Assignment 1 -
In the post on Anxiety Wizard's value, rewrite the part from "Imagine being free" up to and including "of approximately £360-480.", swapping "Imagine" for "Picture".
Assignment 2 -
According to the post on Anxiety Wizard's value, about how many face to face sessions does becoming worry free take?
Assignment 3 -
In the post on Anxiety Wizard's value, why does the therapist pay particular attention to the problems during weekly sessions? Answer in one to three sentences.

Selected passage -
Does Anxiety Wizard have value?

 

Does Anxiety Wizard Have Value?

The question of value comes up a lot. How do you value something properly? Now that the Anxiety Wizard Self Help CBT program is fully live, I receive a lot of questions around, ‘what does Anxiety Wizard cost?’. I have had a think about this question, and surely wouldn’t the better question be; ‘does Anxiety Wizard deliver the value of the cost?’

I can relate this question to a face to face CBT course of treatment with me. At the beginning, we define the overall cluster of problems. Then, we break the bigger problems (anxiety or depression) down into smaller problems, and then deal with each one individually. It should be said that I try to put problems together so that a tool might deal with a whole handful of problems in one go. That saves a lot of time. Weekly sessions then usually start with talking about details of the past week - especially in relation to the homework we had decided to work on from the previous week. We focus on things that are working and going in the right direction and things that seem like continuing problems. I particularly focus on the problems; this is because I know that the next homework will be designed to solve these specifically. Once we have defined the new problem we are working on, I offer a tool I already have, or I devise a new tool that with practice will effectively deal with and resolve the new problem. That is how therapy with me goes.

As an example, let’s say that the client has significant problems with Generalised Anxiety Disorder (we have recently just finished GAD week). It will be obvious that worry is a significant problem that needs to be solved. I will say “let’s make the homework for this week to have a zero tolerance for worry. Let’s really work hard to make worry history.” I will allocate one of the worry tools from Anxiety Wizard as the main tool to practice. After about 2 weeks of using worry tools, it will generally be the case that the client’s worry is pretty much either under control or has completely gone.

Imagine being free of worry. What value would you assign to that? As I have described, the process of becoming worry free, for example, would take about 2-3 face to face sessions of CBT with a rough cost of around £240-£360.

Imagine feeling in full emotional control. Typically, that only takes about 2 face to face sessions, with an estimated cost of £240.

Imagine feeling free of PTSD or being able to walk around feeling safe inside your body. This will generally take about 3-4 face to face sessions with a cost of approximately £360-480.

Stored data

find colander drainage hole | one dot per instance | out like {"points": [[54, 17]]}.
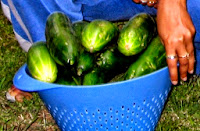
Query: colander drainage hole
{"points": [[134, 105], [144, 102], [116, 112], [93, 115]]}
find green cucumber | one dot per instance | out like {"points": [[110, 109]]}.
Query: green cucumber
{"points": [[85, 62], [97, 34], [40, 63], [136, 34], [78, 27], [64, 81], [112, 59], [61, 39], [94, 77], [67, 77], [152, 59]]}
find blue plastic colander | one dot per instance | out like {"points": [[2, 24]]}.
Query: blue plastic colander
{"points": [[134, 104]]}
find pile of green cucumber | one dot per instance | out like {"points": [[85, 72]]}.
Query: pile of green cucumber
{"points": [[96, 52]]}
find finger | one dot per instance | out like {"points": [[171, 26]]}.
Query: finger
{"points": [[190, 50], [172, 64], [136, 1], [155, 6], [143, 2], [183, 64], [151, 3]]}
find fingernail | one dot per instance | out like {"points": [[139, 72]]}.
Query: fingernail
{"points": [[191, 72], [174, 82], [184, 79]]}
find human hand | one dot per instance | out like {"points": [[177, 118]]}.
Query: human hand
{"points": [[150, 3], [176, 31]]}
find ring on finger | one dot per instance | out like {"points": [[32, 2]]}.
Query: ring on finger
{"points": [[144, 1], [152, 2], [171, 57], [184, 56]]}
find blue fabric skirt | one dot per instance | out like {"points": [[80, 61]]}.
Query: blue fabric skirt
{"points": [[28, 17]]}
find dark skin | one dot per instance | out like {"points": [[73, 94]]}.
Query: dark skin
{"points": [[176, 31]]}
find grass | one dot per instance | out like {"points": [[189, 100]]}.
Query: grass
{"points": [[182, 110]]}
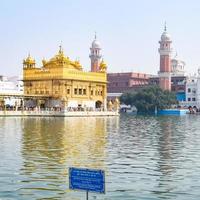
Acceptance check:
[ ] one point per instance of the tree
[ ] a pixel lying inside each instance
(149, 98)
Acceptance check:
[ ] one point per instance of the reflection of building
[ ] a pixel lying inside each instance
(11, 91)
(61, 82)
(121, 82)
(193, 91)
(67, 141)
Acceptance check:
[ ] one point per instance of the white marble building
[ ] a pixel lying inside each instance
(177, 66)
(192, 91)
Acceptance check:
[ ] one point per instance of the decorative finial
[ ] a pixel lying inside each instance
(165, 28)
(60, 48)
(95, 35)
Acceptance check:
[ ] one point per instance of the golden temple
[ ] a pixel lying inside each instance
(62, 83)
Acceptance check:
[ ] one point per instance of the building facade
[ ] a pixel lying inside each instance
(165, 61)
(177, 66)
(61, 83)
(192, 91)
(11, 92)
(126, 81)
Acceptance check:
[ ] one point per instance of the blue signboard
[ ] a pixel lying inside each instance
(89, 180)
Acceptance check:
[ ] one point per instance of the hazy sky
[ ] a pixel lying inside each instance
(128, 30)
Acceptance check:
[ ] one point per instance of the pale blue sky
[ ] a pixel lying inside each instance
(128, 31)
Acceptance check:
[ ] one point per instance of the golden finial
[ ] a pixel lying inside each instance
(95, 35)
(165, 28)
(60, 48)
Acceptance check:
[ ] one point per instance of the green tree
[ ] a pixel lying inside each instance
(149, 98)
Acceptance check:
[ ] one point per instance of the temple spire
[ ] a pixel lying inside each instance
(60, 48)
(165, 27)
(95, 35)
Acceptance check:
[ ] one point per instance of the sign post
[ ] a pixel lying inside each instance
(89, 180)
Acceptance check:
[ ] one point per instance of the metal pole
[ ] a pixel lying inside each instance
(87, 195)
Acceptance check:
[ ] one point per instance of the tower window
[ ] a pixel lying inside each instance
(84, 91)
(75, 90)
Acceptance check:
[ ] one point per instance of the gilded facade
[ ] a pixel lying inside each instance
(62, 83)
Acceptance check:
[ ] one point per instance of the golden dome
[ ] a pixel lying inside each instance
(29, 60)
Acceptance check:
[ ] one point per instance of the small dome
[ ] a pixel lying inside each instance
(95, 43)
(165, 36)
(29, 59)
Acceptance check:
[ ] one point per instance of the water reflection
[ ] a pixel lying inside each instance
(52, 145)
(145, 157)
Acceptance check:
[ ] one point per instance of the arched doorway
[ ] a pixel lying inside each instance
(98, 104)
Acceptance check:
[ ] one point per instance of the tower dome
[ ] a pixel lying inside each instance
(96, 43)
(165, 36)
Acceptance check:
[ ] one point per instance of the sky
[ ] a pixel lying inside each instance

Reply 1 -
Picture being free of worry. What value would you assign to that? As I have described, the process of becoming worry free, for example, would take about 2-3 face to face sessions of CBT with a rough cost of around £240-£360.

Picture feeling in full emotional control. Typically, that only takes about 2 face to face sessions, with an estimated cost of £240.

Picture feeling free of PTSD or being able to walk around feeling safe inside your body. This will generally take about 3-4 face to face sessions with a cost of approximately £360-480.

Reply 2 -
About 2-3 sessions.

Reply 3 -
The therapist focuses on the problems because the next homework will be designed to solve those problems specifically.